Provided entries START

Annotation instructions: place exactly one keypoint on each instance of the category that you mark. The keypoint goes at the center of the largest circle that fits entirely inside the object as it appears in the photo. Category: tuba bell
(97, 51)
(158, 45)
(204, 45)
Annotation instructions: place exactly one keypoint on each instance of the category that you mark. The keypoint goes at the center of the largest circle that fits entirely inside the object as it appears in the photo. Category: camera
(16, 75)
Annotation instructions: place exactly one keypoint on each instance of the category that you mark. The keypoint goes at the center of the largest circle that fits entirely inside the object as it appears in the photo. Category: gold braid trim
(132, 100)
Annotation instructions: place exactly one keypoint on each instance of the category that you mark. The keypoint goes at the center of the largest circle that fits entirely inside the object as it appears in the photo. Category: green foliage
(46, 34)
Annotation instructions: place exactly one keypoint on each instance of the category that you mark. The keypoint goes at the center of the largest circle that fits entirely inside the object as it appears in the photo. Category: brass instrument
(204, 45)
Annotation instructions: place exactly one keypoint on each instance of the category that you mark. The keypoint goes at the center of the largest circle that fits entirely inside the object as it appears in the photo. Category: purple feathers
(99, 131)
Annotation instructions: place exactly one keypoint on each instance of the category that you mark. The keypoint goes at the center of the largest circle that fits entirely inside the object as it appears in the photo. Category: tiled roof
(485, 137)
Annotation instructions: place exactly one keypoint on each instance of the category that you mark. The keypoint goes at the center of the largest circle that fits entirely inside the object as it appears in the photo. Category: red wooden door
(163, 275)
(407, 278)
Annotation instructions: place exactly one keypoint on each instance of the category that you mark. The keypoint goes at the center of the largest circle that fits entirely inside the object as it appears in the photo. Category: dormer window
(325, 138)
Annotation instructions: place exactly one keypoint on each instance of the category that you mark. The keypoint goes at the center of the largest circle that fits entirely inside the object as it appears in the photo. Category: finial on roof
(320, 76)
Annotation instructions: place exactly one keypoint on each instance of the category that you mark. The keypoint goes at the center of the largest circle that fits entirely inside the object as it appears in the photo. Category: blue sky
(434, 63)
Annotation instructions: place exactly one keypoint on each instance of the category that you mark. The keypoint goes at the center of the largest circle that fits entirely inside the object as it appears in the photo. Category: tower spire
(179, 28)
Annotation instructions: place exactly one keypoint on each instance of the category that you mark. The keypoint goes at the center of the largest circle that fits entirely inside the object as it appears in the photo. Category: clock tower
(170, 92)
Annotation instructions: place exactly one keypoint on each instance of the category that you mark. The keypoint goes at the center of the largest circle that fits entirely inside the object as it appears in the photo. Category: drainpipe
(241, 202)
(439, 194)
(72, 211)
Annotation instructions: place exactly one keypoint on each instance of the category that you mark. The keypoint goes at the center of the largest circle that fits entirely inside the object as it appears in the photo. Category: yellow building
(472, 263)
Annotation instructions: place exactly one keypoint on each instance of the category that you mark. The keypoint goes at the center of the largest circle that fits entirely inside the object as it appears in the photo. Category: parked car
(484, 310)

Provided entries END

:: Requirement ::
All of the records must be repeated exactly.

:: Output below ::
Annotation instructions: place exactly one keypoint on each instance of the category that you mark. The keypoint goes at the center of the largest circle that fits entirely inside the object as it appears in the photo. Category: tuba bell
(97, 51)
(158, 45)
(204, 45)
Annotation instructions: place exactly one keypoint on each instance of the category that you mark. The keypoint goes at the center of the largest circle that fits entirely inside the object as it appears in the photo. Category: camera
(16, 75)
Annotation instructions: place exactly one keypoint on each instance of the category that you mark. The keypoint goes at the center of the largest circle that fits entirely inside the object as it appears in the photo. Category: gold braid trim
(132, 100)
Annotation instructions: place exactly one keypoint on each instance of the category that you mark. The keypoint goes at the center of the largest circle that fits entirely inside the object as it appears in the photo. Category: green foliage
(46, 34)
Annotation instructions: place exactly one keypoint on each instance of the category that you mark. The keypoint goes at the center of the largest circle that fits entirely inside the object as it appears in the photo. Category: brass instrument
(204, 45)
Annotation instructions: place exactly one keypoint on each instance of the category that you mark. The keypoint goes at the center of the largest circle that fits entirely inside the object as it appears in the photo. Category: purple feathers
(99, 131)
Annotation instructions: place exactly one keypoint on each instance of the category that you mark. The keypoint goes at the center of the largest circle that fits entirely inside the object as it appears in the photo. Category: tiled roof
(485, 137)
Annotation instructions: place exactly one keypoint on each instance of the category that you mark. The keypoint goes at the center of the largest circle that fits entirely inside the object as it appears in the photo. Category: red wooden door
(163, 275)
(407, 278)
Annotation instructions: place exactly one keypoint on each instance of the category that you mark. The keypoint goes at the center of the largest circle that fits entirely inside the object as it appears in the photo. Category: dormer window
(325, 138)
Annotation instructions: place exactly one keypoint on each instance of the category that you mark. The keypoint goes at the center of the largest circle that fits entirely inside the object as it appears in the photo. Category: finial on roof
(320, 76)
Annotation instructions: place exactly one keypoint on each instance of the category that you mark. The keypoint goes at the center of the largest circle that fits entirely inside the object as it appears in the photo. Category: blue sky
(434, 63)
Annotation instructions: place exactly one keypoint on each instance of the category that you mark. The keypoint goes at the center of the largest circle that fits entirely inside the object as it appears in the photo. Category: tower spire
(179, 28)
Annotation instructions: place exactly one keypoint on each instance of the category that you mark. The keypoint goes at the center of the largest circle that fits entirely inside the object as it appears in the photo. Category: clock tower
(170, 92)
Annotation instructions: place exactly one keypoint on each instance of the category that you mark. The keypoint goes at the center of the largest circle that fits entirely inside the object as it appears in the photo. Category: drainpipe
(241, 202)
(439, 194)
(72, 211)
Annotation instructions: place exactly one keypoint on each instance of the category that you mark. The keypoint goes at the center of the largest circle that fits entirely inside the object as it appears in the photo. Category: yellow building
(472, 263)
Annotation instructions: place exactly one keypoint on each instance of the category that you mark. The keypoint goes at the center of the largest circle that fits entirely inside the object as it appears in the photo. Category: parked car
(484, 310)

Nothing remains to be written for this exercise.